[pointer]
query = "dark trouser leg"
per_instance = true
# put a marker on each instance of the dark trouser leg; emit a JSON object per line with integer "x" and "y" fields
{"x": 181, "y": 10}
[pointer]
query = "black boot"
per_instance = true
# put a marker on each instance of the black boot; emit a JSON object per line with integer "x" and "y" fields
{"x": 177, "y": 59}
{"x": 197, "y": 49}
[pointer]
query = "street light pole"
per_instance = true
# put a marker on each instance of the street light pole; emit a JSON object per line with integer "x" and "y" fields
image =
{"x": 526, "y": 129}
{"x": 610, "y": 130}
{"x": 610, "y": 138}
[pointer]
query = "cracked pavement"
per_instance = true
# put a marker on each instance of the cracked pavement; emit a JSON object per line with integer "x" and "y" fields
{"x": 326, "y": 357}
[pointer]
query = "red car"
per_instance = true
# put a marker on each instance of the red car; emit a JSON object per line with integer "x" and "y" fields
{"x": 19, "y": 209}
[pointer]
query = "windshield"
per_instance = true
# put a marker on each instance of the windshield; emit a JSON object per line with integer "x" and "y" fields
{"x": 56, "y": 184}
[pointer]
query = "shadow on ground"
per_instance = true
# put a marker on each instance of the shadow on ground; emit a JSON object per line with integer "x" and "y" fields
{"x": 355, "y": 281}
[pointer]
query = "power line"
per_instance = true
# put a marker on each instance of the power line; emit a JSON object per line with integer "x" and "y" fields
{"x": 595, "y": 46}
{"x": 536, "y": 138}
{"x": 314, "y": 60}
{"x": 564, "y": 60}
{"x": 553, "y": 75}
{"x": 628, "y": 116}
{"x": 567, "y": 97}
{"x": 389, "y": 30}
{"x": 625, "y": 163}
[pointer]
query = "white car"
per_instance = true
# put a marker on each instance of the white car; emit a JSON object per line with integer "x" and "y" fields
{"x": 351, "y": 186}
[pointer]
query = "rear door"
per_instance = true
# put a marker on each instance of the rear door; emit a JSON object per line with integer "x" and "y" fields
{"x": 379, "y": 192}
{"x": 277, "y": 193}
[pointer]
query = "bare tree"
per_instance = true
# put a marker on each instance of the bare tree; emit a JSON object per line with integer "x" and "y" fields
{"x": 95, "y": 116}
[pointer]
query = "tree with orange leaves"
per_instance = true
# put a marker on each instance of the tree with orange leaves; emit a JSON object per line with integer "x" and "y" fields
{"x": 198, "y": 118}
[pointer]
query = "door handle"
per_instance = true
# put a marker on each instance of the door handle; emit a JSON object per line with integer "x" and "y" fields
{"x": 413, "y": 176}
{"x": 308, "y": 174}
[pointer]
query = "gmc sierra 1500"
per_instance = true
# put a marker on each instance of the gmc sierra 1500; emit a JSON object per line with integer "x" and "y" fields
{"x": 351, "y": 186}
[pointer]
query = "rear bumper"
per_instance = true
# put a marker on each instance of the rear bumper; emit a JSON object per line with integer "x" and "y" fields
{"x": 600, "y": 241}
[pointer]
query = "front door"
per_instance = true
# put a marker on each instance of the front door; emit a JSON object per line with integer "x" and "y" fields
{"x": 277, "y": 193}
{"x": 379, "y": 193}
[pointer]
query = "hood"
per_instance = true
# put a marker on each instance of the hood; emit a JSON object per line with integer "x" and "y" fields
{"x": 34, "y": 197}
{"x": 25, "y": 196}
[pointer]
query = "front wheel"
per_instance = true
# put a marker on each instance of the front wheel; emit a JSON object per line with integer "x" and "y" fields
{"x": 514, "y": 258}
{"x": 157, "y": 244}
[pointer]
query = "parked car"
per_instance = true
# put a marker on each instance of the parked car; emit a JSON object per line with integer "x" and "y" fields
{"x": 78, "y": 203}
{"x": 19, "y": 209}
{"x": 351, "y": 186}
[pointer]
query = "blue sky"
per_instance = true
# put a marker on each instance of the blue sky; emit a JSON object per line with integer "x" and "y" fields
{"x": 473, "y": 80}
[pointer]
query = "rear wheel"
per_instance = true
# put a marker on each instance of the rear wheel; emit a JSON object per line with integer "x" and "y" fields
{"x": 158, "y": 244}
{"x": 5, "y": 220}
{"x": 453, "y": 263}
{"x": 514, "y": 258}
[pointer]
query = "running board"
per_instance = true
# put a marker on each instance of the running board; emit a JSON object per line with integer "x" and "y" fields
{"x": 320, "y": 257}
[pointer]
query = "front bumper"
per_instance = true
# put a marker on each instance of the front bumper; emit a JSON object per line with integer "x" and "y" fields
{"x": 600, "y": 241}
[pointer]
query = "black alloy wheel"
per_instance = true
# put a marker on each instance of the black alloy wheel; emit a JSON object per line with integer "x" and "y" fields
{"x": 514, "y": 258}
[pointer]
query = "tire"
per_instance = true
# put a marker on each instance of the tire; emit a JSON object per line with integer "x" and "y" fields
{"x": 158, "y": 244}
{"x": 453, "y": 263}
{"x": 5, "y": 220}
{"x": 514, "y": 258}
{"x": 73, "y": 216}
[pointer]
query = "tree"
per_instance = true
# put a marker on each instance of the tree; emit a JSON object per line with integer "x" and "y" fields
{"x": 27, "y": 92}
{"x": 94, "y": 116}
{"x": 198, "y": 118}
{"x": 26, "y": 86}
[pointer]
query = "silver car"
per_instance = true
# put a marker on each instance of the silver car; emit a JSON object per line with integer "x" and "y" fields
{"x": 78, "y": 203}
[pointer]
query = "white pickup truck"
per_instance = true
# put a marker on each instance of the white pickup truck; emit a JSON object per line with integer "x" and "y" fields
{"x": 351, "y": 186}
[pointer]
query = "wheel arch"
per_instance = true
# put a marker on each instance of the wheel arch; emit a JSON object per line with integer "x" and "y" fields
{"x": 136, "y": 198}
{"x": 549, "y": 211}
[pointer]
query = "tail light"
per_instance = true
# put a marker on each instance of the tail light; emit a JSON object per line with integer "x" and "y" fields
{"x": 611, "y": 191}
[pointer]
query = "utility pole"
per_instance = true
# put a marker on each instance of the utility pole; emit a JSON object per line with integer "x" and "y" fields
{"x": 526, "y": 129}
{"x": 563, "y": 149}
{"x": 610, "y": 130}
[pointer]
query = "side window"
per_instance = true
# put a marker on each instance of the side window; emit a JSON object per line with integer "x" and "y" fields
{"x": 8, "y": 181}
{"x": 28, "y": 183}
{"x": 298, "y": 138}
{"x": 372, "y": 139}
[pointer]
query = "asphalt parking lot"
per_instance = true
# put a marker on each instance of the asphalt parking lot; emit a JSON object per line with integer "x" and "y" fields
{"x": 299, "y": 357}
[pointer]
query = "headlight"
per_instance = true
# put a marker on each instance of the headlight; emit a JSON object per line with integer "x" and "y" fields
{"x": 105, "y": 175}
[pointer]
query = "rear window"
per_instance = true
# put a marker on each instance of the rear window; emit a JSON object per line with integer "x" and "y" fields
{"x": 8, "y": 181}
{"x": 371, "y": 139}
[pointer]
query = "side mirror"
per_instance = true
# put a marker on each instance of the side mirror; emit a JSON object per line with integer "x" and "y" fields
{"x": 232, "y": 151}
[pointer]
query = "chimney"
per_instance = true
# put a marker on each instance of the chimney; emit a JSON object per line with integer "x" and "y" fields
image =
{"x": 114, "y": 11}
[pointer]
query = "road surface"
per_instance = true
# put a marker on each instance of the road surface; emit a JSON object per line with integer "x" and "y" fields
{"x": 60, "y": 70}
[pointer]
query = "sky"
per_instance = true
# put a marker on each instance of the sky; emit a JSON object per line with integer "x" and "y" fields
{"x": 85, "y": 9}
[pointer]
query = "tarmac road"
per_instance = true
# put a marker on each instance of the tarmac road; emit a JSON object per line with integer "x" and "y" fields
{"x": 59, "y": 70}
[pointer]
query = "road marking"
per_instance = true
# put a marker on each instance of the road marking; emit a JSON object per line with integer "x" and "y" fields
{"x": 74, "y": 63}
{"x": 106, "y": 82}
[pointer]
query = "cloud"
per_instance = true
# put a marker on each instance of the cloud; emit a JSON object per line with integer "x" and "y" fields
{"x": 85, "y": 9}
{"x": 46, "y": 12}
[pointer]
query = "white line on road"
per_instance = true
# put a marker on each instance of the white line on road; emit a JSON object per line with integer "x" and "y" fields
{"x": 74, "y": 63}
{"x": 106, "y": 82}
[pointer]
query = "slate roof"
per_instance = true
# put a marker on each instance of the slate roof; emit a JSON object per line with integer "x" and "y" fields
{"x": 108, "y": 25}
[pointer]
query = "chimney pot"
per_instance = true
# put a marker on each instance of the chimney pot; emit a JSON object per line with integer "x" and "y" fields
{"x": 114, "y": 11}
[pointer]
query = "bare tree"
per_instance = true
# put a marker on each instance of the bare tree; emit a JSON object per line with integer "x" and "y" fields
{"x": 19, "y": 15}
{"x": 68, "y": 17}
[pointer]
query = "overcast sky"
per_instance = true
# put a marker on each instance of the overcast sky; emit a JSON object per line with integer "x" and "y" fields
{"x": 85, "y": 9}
━━━
### Description of the task
Find every line in the lines above that contains the word "cloud" and copy each one. Case counts.

### The completed task
query = "cloud"
# put a marker on each instance of the cloud; emit a JSON object per line with integer "x" and "y" fields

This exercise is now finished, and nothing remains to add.